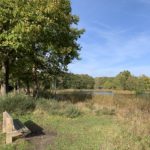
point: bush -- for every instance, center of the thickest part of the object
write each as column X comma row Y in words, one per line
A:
column 19, row 104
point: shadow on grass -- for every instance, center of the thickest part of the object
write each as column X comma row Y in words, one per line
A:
column 35, row 129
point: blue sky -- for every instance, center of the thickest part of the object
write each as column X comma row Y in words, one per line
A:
column 117, row 37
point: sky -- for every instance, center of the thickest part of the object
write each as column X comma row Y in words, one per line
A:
column 117, row 37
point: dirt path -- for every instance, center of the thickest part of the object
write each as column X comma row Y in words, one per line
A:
column 41, row 142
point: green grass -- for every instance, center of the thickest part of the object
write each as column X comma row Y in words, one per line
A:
column 96, row 125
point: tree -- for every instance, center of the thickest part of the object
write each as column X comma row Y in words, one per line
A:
column 123, row 77
column 36, row 31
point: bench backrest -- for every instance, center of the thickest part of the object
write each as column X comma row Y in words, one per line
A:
column 8, row 125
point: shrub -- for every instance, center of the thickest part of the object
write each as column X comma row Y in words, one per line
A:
column 19, row 104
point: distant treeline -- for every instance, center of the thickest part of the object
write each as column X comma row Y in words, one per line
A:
column 124, row 81
column 75, row 81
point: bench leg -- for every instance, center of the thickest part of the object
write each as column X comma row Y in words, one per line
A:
column 8, row 138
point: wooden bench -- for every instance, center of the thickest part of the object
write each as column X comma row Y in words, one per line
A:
column 13, row 128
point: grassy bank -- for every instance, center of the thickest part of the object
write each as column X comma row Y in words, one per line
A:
column 118, row 122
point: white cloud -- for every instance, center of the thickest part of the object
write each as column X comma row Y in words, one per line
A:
column 116, row 54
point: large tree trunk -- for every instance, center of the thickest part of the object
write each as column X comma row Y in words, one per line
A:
column 28, row 87
column 36, row 83
column 5, row 79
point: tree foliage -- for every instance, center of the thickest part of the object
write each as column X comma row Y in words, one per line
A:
column 37, row 39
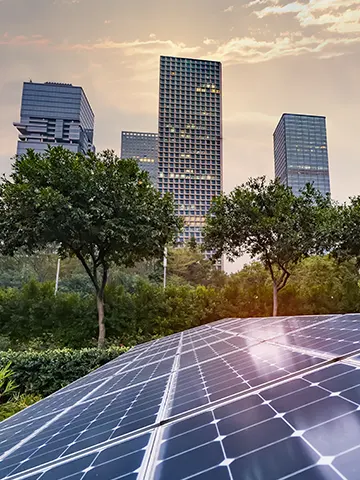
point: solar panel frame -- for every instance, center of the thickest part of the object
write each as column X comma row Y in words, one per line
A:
column 230, row 341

Prompt: Render every one of the lines above as a two-column CSV with the headers input and output. Give one row per line, with its text and its answer each in a single quoted field, line breaks replaced by spaces, and the pictures left out.

Solution below:
input,output
"point: bush -- for every instance, center of the thickest part of the object write each as column X comma row Y in words, one per line A:","column 19, row 104"
"point: shadow on grass -- for every instance, center of the thickest part of the object write each as column X comma row Y in words, one per line A:","column 35, row 129"
"point: blue sky -- for every instance, center of the thickest part of the object write each as column X comma row Y in words, one per line A:","column 117, row 37"
"point: sky -- for every instance, center of the thickest part of the object write each as column X comma row Y in words, one per line A:","column 117, row 37"
"point: dirt path -- for every instance, center of the thickest part of the object write each as column X comma row Y in words, one per line A:","column 41, row 142"
"point: green grass -- for every instance, center of the thickest part of the object write each as column X comma row Y in words, one per line A:","column 96, row 125"
"point: tree -- for every instance, center of the thickest part of the object write each as column X comma row Y in words, one per line A:","column 123, row 77 column 36, row 31"
"point: bench backrest -- for every instance, center of the thickest part of the object write each as column X comma row Y in words, one per line A:","column 8, row 125"
"point: shrub -- for every instance, center of the thickest part of the object write each as column X comma row Y in words, one per line A:","column 19, row 104"
"point: distant treeline -- for every instance, center of the thickest part of the object write each as column X comma row Y in words, one per line A:","column 124, row 81 column 75, row 81"
"point: bench leg -- for every instance, center of the thickest part of the object write each as column X comma row Y in words, one per line A:","column 8, row 138"
"point: wooden bench -- for every instance, center of the thickest part of the object write each as column X comma row Y in words, one per line A:","column 13, row 128"
"point: grassy bank -- for every instance, center of the thickest part of the object write each as column X comma row Y in words, one per line A:","column 118, row 122"
"point: white cloud -- for every instance, center of the thickest part of the object write each as column X comma row Y in words, one per line A:","column 116, row 54"
"point: large tree trunk -- for every instance, center of the thickest part of the object write each as column X comma row Y in words, one per line A:","column 28, row 87 column 36, row 83 column 5, row 79"
"point: tree foliage -- for every instance, center of the thickest part of the object write each as column X comma row Y in words, one per line A:","column 37, row 39"
"point: solar panel frame -- for every instance, center of the thickest part of the object write each as column X comma row Y in words, one per line A:","column 230, row 341"